**ENTRIES SUPPLIED:**
=== Section Start ===
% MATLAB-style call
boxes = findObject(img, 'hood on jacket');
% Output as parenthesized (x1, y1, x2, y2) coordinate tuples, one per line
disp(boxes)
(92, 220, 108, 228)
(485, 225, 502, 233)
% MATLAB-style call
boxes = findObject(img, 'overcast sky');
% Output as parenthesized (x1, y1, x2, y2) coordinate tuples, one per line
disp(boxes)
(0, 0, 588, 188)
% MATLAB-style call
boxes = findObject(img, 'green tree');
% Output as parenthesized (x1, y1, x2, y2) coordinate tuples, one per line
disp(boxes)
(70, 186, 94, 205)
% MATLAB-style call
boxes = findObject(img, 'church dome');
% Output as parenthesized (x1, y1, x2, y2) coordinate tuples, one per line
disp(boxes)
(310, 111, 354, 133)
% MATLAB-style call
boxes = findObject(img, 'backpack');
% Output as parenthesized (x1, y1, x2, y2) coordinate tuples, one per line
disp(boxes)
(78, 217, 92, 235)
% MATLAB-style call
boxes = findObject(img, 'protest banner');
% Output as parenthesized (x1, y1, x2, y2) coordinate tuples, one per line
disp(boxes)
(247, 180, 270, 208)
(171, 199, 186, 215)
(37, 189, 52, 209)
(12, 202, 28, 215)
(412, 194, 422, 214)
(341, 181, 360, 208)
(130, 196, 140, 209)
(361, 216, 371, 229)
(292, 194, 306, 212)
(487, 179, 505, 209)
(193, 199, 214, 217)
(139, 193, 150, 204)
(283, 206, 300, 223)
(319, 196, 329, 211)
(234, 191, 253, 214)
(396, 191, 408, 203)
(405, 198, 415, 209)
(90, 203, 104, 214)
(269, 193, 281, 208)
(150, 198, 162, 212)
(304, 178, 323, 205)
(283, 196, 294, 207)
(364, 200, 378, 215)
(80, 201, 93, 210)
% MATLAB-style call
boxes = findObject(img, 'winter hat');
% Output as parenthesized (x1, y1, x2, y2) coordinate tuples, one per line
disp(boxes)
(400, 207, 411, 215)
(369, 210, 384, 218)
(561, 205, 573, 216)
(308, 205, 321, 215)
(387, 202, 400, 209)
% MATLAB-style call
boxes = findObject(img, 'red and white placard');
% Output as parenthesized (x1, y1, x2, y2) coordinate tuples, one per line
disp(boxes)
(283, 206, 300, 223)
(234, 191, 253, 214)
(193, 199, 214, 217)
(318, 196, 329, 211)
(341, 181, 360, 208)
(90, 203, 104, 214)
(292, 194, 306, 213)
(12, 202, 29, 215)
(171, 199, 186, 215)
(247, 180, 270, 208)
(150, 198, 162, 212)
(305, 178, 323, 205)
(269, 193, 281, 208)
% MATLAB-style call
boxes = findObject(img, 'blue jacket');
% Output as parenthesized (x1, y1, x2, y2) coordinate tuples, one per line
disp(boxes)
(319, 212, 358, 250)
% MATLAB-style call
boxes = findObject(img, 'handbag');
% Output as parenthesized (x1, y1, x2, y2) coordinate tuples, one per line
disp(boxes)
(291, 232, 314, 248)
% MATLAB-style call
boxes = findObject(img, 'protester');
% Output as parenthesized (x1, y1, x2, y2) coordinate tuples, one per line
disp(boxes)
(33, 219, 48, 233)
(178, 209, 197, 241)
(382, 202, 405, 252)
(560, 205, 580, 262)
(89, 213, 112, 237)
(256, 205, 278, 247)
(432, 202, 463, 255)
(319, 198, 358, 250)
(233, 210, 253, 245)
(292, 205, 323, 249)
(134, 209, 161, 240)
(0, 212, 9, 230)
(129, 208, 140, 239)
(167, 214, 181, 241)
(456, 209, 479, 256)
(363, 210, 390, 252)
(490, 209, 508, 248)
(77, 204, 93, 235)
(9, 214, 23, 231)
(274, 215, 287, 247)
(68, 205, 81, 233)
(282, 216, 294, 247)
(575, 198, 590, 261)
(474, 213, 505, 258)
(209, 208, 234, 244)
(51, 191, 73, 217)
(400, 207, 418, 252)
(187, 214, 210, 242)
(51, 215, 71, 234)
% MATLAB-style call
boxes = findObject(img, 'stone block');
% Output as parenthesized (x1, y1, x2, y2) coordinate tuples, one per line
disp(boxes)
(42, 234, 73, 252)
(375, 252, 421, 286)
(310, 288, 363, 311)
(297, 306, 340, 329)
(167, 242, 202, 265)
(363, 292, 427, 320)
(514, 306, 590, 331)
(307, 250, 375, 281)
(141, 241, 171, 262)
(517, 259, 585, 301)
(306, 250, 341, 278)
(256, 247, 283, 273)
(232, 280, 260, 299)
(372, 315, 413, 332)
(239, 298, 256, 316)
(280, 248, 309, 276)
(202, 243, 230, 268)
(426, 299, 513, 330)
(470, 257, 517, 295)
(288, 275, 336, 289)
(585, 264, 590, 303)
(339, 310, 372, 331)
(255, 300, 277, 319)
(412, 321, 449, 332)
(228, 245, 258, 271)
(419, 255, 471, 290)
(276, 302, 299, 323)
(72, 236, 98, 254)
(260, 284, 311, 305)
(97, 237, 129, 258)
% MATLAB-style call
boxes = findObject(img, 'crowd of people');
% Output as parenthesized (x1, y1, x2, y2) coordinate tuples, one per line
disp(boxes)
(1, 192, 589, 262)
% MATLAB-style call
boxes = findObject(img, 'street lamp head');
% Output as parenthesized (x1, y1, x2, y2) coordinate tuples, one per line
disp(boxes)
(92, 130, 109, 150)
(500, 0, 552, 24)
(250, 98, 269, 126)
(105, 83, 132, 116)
=== Section End ===
=== Section Start ===
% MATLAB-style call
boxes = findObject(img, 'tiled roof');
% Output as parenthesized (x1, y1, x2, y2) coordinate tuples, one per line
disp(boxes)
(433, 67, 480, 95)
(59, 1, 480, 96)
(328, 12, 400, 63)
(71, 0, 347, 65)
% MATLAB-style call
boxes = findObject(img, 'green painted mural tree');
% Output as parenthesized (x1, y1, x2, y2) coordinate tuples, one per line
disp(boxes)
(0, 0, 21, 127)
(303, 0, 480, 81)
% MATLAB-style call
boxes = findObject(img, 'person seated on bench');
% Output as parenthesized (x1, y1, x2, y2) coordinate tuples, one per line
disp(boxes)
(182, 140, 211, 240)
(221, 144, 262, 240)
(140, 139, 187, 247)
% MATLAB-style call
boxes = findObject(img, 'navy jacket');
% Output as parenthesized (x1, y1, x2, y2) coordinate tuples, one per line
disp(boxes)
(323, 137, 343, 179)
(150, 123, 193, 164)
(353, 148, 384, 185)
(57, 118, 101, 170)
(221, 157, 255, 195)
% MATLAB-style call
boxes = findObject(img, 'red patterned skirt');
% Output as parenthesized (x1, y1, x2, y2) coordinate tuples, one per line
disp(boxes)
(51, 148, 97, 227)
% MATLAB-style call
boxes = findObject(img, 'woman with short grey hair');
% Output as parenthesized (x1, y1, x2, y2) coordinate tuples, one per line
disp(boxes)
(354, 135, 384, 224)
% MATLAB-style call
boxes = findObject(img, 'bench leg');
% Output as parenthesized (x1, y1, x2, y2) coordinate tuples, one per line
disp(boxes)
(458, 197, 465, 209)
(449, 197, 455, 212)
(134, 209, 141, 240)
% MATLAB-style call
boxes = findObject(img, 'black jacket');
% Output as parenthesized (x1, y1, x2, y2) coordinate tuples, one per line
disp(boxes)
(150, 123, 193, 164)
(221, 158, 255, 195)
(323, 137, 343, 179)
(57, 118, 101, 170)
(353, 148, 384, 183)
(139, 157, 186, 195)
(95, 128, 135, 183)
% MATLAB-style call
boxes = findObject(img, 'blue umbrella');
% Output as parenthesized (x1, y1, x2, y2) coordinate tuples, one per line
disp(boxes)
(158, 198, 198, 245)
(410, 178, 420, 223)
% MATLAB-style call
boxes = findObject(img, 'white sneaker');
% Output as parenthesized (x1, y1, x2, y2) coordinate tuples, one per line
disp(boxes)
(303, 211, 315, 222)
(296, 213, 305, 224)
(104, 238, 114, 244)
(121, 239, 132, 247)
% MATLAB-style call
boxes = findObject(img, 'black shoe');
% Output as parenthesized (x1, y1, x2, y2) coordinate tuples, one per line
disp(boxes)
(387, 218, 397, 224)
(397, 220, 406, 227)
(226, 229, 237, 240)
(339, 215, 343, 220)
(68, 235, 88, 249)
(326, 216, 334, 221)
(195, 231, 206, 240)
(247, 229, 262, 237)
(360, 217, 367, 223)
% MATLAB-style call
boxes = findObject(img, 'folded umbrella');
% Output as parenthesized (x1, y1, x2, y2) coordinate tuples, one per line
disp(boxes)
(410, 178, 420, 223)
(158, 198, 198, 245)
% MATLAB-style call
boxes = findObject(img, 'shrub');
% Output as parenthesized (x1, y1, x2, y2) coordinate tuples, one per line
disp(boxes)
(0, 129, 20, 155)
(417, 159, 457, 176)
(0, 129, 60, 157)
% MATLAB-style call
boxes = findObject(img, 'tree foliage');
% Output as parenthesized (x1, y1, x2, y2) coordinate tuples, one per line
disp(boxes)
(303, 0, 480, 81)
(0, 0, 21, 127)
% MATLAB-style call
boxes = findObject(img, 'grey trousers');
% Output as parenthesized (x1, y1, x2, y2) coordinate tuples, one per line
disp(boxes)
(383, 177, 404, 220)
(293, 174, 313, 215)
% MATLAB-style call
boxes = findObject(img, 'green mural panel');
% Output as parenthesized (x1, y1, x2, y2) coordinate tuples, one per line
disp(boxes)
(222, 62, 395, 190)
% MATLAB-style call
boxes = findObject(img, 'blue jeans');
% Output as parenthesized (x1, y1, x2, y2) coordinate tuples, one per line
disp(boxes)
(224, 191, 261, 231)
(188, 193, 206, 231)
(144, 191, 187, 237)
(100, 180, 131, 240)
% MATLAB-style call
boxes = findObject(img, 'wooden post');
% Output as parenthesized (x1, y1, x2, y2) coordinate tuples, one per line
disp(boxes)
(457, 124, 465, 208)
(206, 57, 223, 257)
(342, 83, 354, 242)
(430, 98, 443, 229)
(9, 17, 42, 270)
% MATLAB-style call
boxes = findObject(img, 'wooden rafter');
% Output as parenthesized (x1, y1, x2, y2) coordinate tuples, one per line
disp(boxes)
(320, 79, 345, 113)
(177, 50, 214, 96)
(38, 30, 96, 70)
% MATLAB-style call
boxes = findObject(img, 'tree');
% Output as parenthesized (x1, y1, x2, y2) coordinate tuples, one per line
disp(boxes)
=== Section End ===
**EXERCISE PROMPT:** Gather from the entries above all lines that include the string "black".

**ANSWER TO THE EXERCISE:**
boxes = findObject(img, 'black jacket');
boxes = findObject(img, 'black shoe');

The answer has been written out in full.